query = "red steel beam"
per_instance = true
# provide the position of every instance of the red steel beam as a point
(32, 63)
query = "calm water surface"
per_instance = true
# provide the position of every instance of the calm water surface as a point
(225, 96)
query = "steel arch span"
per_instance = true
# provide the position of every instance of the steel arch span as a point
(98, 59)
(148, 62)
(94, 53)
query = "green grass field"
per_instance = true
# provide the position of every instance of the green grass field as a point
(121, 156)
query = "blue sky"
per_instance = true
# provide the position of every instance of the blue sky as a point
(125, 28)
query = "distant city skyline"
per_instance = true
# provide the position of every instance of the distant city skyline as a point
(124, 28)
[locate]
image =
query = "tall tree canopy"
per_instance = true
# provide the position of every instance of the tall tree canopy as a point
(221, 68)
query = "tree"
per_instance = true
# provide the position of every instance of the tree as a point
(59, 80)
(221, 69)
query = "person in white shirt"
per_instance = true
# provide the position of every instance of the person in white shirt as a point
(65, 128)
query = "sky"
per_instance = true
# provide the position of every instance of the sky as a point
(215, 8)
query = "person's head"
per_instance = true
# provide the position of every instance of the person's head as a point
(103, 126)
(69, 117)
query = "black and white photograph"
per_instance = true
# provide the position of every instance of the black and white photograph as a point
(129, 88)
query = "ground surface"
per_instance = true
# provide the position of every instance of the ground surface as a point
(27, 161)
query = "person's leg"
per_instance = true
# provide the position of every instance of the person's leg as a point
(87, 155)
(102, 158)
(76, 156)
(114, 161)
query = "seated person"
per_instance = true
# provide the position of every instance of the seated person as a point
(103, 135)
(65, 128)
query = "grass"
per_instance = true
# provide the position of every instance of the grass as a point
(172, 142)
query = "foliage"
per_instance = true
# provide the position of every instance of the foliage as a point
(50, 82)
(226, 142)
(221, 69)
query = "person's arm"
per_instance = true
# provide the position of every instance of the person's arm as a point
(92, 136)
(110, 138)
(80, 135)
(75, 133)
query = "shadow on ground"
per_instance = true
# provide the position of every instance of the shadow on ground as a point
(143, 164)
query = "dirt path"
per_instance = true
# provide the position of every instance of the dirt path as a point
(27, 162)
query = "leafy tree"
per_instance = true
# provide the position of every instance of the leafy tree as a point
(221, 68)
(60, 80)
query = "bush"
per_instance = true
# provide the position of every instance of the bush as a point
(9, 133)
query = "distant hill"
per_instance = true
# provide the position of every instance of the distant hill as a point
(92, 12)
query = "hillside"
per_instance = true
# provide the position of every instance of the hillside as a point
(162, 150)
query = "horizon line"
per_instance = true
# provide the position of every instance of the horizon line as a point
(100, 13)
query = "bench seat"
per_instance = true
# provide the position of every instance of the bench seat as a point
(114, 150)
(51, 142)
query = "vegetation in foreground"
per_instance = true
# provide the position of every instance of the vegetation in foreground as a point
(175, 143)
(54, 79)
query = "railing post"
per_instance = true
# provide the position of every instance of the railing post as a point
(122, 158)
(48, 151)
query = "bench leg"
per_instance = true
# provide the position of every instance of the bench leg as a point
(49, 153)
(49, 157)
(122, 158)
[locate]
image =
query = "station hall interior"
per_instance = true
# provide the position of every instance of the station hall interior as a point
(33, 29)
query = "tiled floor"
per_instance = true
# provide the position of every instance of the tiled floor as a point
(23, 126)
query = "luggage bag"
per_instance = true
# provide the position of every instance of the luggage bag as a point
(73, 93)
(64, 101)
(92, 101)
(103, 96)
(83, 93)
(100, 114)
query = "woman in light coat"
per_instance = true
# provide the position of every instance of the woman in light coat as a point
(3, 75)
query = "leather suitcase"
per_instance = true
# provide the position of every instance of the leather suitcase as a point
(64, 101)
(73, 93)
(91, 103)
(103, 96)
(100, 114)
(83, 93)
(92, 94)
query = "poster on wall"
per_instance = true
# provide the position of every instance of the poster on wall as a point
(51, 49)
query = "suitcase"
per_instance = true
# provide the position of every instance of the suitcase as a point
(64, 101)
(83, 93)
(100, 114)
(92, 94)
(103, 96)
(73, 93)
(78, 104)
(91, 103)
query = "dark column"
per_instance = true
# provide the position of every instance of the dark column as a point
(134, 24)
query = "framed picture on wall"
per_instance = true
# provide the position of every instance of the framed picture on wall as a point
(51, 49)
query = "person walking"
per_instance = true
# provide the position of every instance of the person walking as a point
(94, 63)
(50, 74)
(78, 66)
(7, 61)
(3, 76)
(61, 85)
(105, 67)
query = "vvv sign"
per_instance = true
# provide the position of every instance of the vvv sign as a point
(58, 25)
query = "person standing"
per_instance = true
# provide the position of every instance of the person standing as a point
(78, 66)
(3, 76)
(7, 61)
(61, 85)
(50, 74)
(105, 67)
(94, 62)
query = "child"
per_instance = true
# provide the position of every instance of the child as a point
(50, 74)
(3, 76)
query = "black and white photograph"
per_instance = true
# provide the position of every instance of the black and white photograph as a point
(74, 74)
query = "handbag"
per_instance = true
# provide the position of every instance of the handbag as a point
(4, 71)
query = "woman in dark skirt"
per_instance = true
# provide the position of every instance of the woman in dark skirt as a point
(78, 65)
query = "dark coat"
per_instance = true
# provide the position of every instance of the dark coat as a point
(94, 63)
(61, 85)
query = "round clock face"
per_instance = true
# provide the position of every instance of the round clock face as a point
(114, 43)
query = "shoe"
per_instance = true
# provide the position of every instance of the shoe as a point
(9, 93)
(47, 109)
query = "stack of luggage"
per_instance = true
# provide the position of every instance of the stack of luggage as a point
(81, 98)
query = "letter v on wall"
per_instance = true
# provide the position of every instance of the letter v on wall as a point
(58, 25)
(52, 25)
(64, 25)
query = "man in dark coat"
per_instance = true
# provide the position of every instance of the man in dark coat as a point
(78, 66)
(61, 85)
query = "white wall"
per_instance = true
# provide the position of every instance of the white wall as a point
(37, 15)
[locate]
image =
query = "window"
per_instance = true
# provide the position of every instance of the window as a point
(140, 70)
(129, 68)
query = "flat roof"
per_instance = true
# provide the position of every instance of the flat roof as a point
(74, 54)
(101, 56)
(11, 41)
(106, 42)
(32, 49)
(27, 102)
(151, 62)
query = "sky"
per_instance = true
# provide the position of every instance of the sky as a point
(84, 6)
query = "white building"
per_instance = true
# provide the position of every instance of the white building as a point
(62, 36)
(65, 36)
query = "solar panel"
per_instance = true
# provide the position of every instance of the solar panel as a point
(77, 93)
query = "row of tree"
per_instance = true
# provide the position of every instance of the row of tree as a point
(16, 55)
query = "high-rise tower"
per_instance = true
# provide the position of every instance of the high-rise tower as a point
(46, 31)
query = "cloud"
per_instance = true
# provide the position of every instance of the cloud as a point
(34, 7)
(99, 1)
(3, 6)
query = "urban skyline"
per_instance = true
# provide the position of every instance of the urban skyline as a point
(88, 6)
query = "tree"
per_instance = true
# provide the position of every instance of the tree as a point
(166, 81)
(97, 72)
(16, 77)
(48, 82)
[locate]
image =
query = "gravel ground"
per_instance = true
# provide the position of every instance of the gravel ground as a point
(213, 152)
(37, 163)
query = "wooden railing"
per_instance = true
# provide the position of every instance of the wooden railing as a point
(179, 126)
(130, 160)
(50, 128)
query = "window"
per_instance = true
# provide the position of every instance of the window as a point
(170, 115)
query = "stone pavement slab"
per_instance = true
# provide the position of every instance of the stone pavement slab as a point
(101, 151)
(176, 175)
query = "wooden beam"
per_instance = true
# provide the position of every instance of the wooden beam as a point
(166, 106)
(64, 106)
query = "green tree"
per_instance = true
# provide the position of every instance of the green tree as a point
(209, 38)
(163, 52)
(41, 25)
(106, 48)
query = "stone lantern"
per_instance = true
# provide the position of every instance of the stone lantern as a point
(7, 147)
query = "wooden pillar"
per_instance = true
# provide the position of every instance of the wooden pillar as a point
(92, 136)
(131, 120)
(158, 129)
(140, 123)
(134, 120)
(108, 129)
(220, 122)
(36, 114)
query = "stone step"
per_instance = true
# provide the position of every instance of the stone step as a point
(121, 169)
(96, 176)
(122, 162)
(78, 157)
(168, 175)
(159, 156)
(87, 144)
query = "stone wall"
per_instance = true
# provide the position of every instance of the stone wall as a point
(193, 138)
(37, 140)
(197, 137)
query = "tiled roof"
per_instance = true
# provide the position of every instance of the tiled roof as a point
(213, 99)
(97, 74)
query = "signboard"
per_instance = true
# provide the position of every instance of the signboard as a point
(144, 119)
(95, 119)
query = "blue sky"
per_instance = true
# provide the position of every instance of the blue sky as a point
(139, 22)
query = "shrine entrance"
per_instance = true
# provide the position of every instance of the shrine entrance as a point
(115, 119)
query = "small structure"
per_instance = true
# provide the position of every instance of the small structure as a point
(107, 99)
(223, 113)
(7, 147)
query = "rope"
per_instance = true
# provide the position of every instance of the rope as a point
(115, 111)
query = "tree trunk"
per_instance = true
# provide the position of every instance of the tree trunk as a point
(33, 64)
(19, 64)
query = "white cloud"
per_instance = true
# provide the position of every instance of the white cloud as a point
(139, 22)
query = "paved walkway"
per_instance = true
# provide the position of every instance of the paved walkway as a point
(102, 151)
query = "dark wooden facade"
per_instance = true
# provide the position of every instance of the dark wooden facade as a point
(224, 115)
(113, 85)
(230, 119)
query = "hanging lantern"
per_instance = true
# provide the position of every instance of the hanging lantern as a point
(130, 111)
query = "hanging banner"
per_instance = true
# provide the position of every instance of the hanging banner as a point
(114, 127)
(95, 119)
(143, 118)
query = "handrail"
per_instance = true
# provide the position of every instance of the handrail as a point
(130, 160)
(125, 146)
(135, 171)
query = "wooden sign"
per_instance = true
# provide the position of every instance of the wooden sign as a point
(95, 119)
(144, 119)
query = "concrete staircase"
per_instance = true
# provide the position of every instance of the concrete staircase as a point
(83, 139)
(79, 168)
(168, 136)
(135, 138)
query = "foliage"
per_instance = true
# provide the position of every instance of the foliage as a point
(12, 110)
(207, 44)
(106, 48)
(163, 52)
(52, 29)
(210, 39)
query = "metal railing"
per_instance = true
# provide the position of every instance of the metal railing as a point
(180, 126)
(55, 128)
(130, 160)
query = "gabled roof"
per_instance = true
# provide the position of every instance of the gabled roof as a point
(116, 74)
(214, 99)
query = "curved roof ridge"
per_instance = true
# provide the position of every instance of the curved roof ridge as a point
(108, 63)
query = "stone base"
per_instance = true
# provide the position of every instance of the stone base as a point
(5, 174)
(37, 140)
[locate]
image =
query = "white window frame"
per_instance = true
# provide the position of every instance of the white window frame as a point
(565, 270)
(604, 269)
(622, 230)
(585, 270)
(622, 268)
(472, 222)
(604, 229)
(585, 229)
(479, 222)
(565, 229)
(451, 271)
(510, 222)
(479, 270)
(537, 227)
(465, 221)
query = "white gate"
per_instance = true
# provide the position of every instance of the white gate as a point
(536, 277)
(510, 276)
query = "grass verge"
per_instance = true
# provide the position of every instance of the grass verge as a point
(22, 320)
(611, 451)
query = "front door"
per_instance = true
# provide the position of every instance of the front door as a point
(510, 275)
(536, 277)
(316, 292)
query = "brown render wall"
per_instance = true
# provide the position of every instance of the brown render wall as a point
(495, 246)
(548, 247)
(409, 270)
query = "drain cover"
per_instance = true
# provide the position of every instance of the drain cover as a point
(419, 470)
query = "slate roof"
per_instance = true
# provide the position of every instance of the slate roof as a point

:: PROBLEM STATEMENT ::
Collect every line from the rows above that contains the string "gate", copying each one out in full. Case counts.

:: THE COMPLETED TASK ::
query = "white gate"
# provide the position of every instance of the white gate as a point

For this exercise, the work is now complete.